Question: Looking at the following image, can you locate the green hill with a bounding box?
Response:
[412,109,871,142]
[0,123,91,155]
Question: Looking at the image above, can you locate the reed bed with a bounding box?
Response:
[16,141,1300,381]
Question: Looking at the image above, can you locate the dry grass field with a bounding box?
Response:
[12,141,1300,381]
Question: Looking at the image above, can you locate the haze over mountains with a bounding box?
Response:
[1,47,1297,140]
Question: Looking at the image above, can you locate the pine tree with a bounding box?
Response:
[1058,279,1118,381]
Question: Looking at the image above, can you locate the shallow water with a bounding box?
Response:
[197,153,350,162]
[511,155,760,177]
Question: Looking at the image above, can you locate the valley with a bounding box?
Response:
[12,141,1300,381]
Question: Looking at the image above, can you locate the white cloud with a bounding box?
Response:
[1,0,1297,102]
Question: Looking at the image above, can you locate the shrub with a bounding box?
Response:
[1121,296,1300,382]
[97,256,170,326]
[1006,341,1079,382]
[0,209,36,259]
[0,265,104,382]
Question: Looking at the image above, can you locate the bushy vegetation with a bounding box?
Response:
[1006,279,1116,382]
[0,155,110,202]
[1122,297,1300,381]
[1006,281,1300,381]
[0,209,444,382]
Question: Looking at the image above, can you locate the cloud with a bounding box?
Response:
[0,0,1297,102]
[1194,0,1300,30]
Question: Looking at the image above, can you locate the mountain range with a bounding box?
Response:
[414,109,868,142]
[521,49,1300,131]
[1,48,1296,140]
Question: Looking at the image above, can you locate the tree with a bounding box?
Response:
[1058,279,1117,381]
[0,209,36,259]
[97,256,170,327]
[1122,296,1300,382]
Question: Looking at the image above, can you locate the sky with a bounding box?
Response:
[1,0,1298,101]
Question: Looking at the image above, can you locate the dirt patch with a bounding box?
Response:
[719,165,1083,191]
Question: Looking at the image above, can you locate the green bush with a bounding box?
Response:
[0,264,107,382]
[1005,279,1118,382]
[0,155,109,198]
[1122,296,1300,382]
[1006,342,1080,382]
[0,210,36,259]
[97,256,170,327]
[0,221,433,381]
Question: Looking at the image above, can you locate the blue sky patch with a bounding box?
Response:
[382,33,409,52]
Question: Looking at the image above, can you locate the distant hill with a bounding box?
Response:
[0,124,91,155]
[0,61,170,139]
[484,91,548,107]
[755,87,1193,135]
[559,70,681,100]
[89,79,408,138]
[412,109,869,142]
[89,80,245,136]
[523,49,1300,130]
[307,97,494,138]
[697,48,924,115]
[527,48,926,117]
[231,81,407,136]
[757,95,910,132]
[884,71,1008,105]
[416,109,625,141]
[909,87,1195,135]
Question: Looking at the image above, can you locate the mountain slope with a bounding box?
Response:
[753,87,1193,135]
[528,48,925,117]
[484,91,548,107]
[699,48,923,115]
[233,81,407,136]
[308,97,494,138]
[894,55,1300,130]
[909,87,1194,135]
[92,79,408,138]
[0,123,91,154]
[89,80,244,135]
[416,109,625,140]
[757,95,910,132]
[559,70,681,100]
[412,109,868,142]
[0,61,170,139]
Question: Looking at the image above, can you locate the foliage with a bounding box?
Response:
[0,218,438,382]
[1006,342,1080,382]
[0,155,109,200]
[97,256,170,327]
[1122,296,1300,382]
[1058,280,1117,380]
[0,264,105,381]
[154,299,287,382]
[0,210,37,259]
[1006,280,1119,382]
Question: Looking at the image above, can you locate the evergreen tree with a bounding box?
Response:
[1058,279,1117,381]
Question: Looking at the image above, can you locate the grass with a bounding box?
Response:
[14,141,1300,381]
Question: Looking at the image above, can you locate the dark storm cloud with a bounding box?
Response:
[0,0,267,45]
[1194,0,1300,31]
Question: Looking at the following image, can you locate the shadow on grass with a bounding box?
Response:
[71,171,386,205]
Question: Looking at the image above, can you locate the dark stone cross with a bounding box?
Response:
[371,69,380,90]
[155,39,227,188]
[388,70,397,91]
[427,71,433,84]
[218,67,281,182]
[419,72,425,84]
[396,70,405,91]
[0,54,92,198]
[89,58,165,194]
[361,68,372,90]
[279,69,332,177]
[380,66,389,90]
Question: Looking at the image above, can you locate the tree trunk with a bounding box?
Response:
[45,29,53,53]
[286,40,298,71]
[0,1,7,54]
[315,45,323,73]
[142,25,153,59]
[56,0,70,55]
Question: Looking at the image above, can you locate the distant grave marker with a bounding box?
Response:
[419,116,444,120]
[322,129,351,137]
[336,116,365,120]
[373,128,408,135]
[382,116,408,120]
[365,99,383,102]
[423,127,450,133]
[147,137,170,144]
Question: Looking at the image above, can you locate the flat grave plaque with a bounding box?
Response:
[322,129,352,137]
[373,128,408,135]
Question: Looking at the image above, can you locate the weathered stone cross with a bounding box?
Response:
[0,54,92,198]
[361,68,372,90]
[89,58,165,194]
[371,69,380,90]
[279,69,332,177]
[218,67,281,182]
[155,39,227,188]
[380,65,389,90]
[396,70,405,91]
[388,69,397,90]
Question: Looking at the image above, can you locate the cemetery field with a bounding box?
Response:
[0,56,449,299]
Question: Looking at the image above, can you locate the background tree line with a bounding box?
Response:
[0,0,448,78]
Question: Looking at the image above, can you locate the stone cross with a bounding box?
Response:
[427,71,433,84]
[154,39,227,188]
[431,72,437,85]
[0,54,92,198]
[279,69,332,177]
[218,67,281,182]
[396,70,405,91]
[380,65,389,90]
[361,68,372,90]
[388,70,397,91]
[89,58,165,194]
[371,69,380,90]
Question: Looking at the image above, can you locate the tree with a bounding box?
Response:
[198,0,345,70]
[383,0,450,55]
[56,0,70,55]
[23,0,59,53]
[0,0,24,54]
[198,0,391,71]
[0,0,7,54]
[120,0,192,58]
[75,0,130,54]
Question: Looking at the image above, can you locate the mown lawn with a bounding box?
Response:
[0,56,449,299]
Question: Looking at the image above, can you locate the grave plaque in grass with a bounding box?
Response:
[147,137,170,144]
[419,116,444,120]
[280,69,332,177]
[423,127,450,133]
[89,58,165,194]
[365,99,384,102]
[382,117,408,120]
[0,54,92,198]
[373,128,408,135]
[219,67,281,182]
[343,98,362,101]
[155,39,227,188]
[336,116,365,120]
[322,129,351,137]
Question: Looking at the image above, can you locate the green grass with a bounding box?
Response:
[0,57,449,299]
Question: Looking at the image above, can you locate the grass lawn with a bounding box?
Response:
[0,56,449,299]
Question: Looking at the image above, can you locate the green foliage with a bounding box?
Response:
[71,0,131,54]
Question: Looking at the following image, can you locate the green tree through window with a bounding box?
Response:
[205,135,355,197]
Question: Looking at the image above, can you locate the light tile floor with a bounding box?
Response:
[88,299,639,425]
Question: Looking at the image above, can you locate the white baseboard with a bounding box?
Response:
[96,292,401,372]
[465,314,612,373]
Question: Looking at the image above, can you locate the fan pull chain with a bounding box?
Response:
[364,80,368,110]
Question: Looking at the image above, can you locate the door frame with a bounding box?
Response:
----
*TASK BRIEF*
Exactly one number is the answer: how many lines in the data include the word "field".

*ANSWER TO THIS EXERCISE*
2